> [Short task 1]:
List every abbreviation that appears in the comment thread about electric vehicles.
> [Short task 2]:
Continue the comment thread about electric vehicles from the point where it stops.

* BEGIN Excerpt *

It's a super old school way of thinking, but aren't we in the midst of seeing exactly that bubbling up to the surface as far more entrenched in society than we thought it could be?

(May be overthinking this a bit, but the illogic from otherwise logical family members around EVs really twisted my mind into knots that I had to spend the time undoing)

> tiny new problems are made into massive, insurmountable ones

This is just cope. Clutching at the thinnest branches because that's the only thing on offer. It's the rationalisation of all of what I've mentioned above.

ethbr1 2 hours ago | parent [-]

> that they can take it apart and put it back together again despite its complexity.

It's definitely not this, since that hasn't been true since ~2010 CAFE standards required ECUs + their array of feeder sensors, all usually factory-locked.

* END Excerpt *
* BEGIN Extracted data *

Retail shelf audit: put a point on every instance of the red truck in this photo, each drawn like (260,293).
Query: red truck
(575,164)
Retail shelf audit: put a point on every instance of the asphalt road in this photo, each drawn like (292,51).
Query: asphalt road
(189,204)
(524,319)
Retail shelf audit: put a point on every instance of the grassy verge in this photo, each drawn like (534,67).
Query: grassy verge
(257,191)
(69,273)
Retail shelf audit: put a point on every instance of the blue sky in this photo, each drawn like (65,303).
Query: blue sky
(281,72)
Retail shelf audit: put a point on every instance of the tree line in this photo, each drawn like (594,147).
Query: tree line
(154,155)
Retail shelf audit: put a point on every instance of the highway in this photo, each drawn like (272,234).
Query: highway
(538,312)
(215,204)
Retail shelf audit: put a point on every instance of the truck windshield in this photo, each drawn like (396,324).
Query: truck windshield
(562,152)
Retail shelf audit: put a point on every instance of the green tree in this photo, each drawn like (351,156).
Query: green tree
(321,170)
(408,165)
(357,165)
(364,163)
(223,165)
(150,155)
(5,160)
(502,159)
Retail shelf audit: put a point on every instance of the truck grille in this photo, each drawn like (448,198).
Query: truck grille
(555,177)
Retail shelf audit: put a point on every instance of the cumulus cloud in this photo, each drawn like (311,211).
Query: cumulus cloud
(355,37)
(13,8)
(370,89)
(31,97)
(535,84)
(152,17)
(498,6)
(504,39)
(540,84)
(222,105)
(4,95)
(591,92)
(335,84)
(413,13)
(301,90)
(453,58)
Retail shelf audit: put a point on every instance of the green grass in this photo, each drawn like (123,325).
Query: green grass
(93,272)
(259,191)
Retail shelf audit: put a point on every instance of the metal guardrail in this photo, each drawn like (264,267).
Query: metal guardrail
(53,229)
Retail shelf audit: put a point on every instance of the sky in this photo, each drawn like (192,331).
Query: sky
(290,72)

* END Extracted data *

> [Output 1]:
EVs, CAFE, ECUs

> [Output 2]:
BLKNSLVR 2 hours ago | parent [-]

Also, counter to my own argument is that EVs can still be hacked with (although less 'mechanically') as per recent article and HN discussion:

http://techno-fandom.org/~hobbit/cars/ev/

https://news.ycombinator.com/item?id=47342185

chrysoprace 4 hours ago | parent | prev | next [-]

In Australia the answer is political lobbying, without a doubt.

We had an emissions trading scheme[0] in 2012 meant to help in a transition to clean energy sources that was aggressively lobbied against by Australia's largest polluters and lasted only 2 years before being repealed by the incoming government by labeling it a "tax" that citizens would pay for. This led to a decade of policy stagnation[1] where we could've been transitioning away from fossil fuels.

So while energy density is definitely a factor, political lobbying is absolutely a factor.

[0] https://en.wikipedia.org/wiki/Carbon_Pollution_Reduction_Sch...

[1] https://www.ft.com/content/0a453f5c-e859-4300-9355-46822c451...

dmix 4 hours ago | parent [-]

> by labeling it a "tax" that citizens would pay for.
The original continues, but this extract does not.